Top of RECORD EXTRACTS
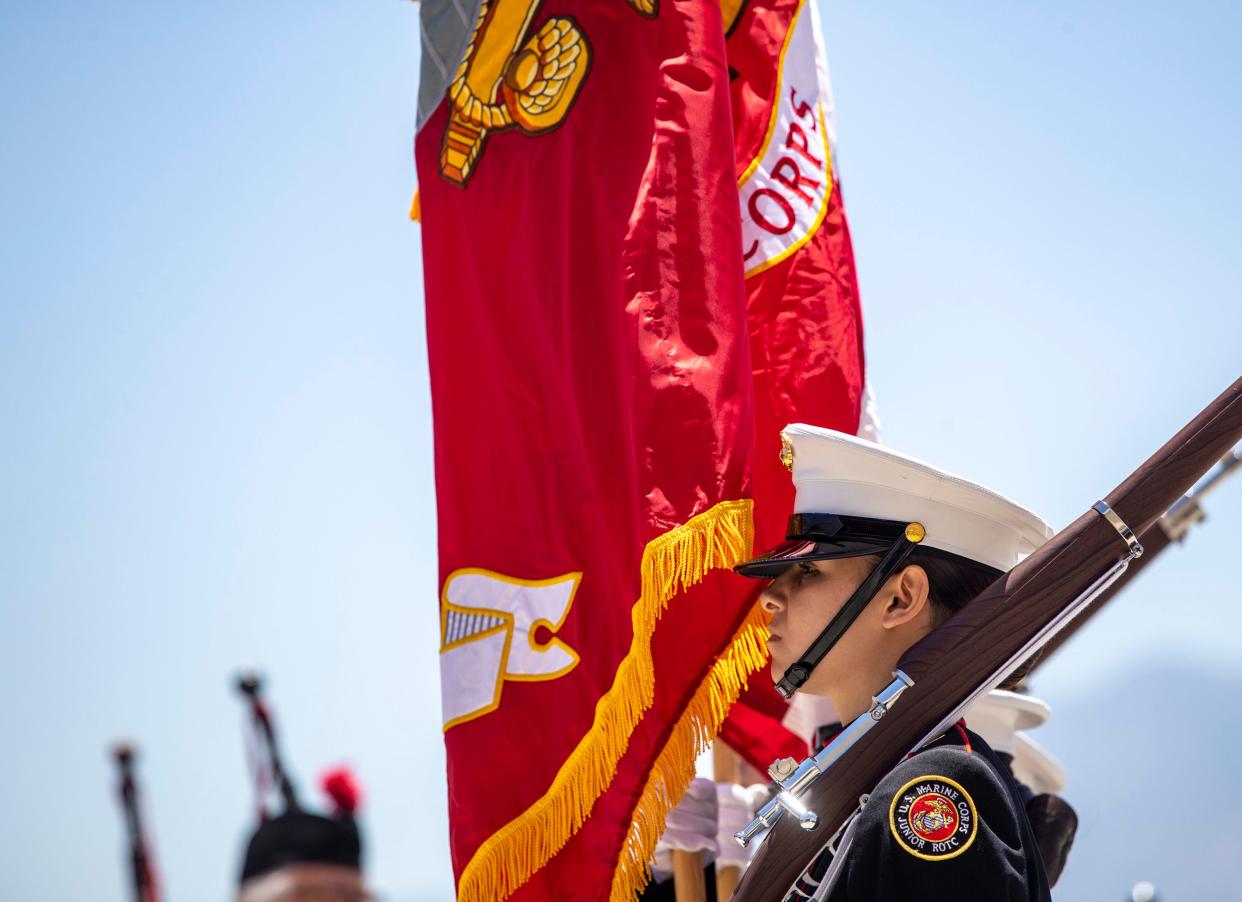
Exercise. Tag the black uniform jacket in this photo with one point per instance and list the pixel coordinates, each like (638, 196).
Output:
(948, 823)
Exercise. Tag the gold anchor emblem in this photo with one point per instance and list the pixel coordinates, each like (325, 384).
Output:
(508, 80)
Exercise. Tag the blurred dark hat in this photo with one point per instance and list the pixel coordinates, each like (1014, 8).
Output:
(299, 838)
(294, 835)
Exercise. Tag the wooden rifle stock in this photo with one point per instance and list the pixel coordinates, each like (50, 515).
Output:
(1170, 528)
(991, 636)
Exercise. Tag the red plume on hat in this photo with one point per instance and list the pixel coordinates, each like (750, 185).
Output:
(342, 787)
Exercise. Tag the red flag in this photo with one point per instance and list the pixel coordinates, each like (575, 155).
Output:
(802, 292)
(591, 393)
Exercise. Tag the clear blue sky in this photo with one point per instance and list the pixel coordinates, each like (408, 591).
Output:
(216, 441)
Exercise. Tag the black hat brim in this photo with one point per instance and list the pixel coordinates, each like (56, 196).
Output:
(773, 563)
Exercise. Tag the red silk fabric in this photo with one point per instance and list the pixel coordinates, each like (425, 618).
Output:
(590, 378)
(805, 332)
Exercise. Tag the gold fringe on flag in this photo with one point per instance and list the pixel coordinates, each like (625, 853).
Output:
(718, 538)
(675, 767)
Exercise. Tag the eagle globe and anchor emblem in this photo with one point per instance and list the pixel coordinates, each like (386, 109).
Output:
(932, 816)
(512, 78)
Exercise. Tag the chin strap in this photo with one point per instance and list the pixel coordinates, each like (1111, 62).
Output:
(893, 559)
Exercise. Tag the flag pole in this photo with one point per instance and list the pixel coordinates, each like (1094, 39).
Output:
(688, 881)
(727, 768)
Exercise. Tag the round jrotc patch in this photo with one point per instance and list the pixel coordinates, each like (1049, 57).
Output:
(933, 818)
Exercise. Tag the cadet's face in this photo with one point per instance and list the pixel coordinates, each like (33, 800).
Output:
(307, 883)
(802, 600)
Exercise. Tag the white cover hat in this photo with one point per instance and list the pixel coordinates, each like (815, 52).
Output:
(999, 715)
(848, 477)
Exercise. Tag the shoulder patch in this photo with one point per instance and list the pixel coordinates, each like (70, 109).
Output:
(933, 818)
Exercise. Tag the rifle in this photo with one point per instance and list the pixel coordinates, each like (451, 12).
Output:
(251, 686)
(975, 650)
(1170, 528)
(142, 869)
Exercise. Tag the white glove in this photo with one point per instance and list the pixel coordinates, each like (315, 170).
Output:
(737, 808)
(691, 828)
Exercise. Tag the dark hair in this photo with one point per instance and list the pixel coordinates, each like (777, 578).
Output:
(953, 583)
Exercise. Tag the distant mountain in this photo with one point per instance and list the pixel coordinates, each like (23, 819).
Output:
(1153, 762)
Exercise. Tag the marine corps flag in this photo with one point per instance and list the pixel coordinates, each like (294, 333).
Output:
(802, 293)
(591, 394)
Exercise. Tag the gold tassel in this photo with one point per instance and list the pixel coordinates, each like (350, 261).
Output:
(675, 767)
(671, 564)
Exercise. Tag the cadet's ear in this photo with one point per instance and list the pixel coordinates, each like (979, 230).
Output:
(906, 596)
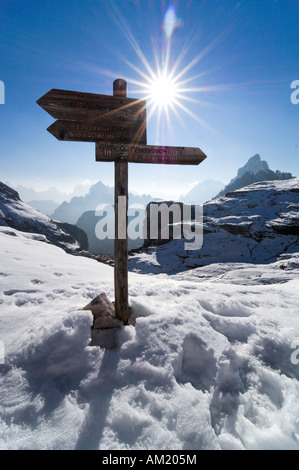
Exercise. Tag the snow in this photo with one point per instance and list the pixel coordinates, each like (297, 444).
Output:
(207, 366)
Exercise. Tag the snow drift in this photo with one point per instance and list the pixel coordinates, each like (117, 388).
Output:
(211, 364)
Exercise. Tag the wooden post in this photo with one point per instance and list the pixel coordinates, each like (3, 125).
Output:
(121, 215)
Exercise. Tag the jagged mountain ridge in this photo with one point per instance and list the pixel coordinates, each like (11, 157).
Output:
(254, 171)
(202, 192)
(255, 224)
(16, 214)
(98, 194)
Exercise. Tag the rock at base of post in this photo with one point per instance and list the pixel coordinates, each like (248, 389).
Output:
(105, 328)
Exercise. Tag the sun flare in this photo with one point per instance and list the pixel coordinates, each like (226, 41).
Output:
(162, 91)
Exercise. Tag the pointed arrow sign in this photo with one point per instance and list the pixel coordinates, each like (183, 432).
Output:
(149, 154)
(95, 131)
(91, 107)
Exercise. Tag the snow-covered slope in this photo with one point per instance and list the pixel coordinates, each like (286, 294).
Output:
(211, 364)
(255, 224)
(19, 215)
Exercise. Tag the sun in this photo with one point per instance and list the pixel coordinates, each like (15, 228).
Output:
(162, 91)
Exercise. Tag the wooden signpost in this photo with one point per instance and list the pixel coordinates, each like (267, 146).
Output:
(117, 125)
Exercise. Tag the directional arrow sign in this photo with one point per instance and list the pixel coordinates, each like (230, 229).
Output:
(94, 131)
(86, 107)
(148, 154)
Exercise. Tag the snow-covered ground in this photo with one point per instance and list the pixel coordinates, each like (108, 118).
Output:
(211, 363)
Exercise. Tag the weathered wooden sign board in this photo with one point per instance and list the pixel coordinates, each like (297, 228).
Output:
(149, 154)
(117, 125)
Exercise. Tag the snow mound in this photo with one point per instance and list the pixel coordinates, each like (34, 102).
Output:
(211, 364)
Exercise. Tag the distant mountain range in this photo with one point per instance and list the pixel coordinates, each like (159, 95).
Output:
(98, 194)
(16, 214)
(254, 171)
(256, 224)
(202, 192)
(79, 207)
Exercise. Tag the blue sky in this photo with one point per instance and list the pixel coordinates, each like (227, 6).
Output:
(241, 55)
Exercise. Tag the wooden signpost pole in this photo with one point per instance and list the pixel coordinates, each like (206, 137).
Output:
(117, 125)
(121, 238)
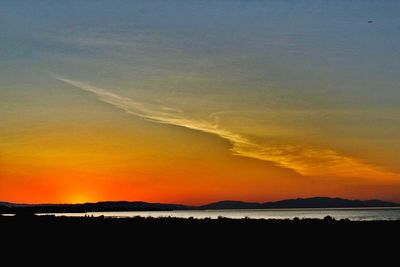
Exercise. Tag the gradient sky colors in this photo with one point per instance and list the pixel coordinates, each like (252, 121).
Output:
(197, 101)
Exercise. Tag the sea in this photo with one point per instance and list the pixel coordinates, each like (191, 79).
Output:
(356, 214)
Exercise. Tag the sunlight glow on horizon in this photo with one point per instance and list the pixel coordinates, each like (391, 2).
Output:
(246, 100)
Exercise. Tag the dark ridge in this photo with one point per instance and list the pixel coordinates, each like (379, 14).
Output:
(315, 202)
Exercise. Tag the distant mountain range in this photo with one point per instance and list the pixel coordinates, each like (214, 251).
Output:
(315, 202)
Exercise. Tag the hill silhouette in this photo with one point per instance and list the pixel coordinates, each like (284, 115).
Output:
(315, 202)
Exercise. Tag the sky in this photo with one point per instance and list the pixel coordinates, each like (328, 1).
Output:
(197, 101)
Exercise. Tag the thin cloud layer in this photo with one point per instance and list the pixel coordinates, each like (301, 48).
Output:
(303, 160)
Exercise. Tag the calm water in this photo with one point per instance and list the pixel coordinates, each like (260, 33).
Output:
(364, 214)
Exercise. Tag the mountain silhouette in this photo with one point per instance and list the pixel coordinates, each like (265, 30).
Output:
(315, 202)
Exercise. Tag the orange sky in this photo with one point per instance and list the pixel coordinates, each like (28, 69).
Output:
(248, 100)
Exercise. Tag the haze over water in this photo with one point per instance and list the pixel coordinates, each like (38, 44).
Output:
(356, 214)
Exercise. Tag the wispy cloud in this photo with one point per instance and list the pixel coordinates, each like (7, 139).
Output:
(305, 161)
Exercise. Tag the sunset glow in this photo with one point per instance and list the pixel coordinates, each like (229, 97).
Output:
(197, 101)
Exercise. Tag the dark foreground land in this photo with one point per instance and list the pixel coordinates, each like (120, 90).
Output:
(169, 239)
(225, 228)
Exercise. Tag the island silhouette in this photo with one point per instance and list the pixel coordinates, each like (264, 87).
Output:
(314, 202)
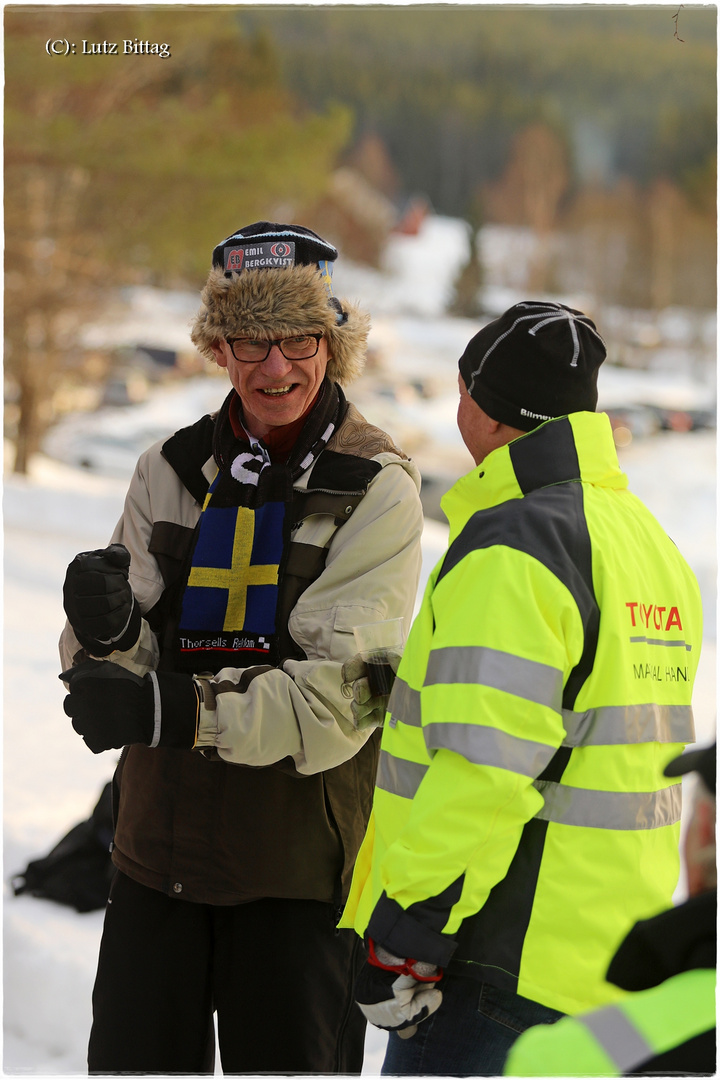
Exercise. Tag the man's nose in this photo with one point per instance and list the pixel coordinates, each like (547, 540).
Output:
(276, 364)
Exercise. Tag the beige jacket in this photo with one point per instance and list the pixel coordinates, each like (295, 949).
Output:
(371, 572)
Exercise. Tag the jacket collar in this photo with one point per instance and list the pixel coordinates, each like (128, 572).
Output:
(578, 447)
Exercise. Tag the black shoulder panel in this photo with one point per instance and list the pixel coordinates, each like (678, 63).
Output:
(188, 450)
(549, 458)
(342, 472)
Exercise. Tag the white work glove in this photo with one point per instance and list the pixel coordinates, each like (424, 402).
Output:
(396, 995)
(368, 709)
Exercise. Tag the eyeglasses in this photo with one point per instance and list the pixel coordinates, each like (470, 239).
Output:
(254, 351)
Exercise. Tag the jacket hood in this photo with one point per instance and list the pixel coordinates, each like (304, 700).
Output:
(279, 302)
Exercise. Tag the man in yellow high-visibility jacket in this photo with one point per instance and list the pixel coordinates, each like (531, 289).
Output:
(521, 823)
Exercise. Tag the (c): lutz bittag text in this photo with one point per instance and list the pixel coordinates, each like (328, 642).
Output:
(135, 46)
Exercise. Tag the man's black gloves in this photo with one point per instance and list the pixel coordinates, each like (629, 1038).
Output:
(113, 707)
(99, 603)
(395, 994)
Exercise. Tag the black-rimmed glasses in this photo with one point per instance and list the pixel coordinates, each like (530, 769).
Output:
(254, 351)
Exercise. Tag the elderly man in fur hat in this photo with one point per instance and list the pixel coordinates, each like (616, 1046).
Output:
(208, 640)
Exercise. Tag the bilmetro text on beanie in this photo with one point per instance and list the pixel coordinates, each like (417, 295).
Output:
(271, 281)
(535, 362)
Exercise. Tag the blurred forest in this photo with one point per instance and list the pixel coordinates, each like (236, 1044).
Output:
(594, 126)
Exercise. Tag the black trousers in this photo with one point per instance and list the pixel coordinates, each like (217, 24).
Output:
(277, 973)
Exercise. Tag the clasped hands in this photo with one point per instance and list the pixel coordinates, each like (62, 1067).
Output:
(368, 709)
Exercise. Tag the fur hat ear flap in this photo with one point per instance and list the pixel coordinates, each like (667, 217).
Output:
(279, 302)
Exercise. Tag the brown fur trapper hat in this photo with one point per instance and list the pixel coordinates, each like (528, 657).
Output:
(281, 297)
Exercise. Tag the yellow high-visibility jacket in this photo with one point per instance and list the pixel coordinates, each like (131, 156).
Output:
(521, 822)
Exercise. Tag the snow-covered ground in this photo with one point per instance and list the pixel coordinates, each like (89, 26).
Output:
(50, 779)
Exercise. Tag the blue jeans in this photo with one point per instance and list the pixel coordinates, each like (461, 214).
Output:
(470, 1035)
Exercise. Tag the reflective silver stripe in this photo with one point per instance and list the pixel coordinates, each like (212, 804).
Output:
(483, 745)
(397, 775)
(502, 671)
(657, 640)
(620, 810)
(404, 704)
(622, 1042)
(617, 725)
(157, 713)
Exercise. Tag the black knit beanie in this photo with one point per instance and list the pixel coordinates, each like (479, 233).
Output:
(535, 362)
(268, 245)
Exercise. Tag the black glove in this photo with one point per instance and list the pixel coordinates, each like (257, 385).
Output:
Bottom of RECORD EXTRACTS
*TASK ITEM*.
Lines above that contain the string "glow" make up the answer.

*RESULT*.
Exercise. Tag the sunlight glow on horizon in this photo with one point per instance and list the pixel coordinates, each like (391, 2).
Exercise. Tag the sunset glow in this photo with one point per instance and list the pixel coordinates, each like (229, 97).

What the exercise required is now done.